Toutes les tendances naturelles, les forces vitales, les traits de caractère, les aptitudes, ainsi que les penchants et les pulsions, sont faites pour être développées, il est possible de développer toutes les tendances naturelles de l’homme pour qu’elles jouent sainement le rôle, pour remplir le rôle positif et éclairé voulu par Dieu ; toutes les pensées de l’intellect sont les grands luminaires appelés à projeter leur clarté sur tous les terrains de la vie : “la voie des justes est comme la lueur du matin, dont l’éclat s’intensifie jusqu’au plein jour” [Proverbes 4, 18].
Les ‘pensées de l’intellect’, ce sont les visions du monde, les philosophies. On peut réprimer ces pensées de l’intellect et dire : “tu n’as pas le droit de lire ce livre, il contient une vision du monde inadmissible”. Mais c’est une erreur de le faire, car une vision du monde n’est jamais totalement inadmissible. Dans toute conception du monde, fût-elle la moins admissible, il y a des étincelles de sainteté qu’il est toujours possible de récupérer. Le Rambam, par exemple, a ‘converti’ Aristote et s’en est servi pour expliquer la Thora, au point qu’aujourd’hui on emploie sans le savoir des expressions qui viennent d’Aristote, comme par exemple le mot ‘nature’. Dans la yéchiva ‘Merkaz Harav’ et ses filiales, on ne peut pas dire trois phrases sans faire appel au concept de ‘nature’, comme par exemple ‘la nature d’Israël’.

__CONSIGNE DÉTAILLÉE__:
Les affirmations suivantes s'accordent-elles avec le texte sur les pensées de l'intellect ? Répondez à chacune par oui ou par non, en citant les mots du texte qui permettent de trancher.
1. Le Rambam s'est servi d'Aristote pour expliquer la Thora.
2. Certaines visions du monde sont totalement inadmissibles.
3. Le mot « nature » fait partie des expressions qui viennent d'Aristote.
Appuyez-vous uniquement sur le texte ci-dessus.

__EXTRAIT SOURCE__:
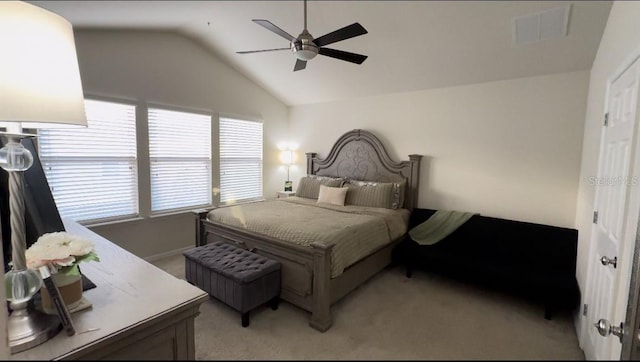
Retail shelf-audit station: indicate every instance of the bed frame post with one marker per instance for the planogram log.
(415, 180)
(321, 306)
(200, 215)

__RÉPONSE COMPLÈTE__:
1. Oui : « Le Rambam, par exemple, a ‘converti’ Aristote et s’en est servi pour expliquer la Thora ».
2. Non : « une vision du monde n’est jamais totalement inadmissible ».
3. Oui : « on emploie sans le savoir des expressions qui viennent d’Aristote, comme par exemple le mot ‘nature’ ».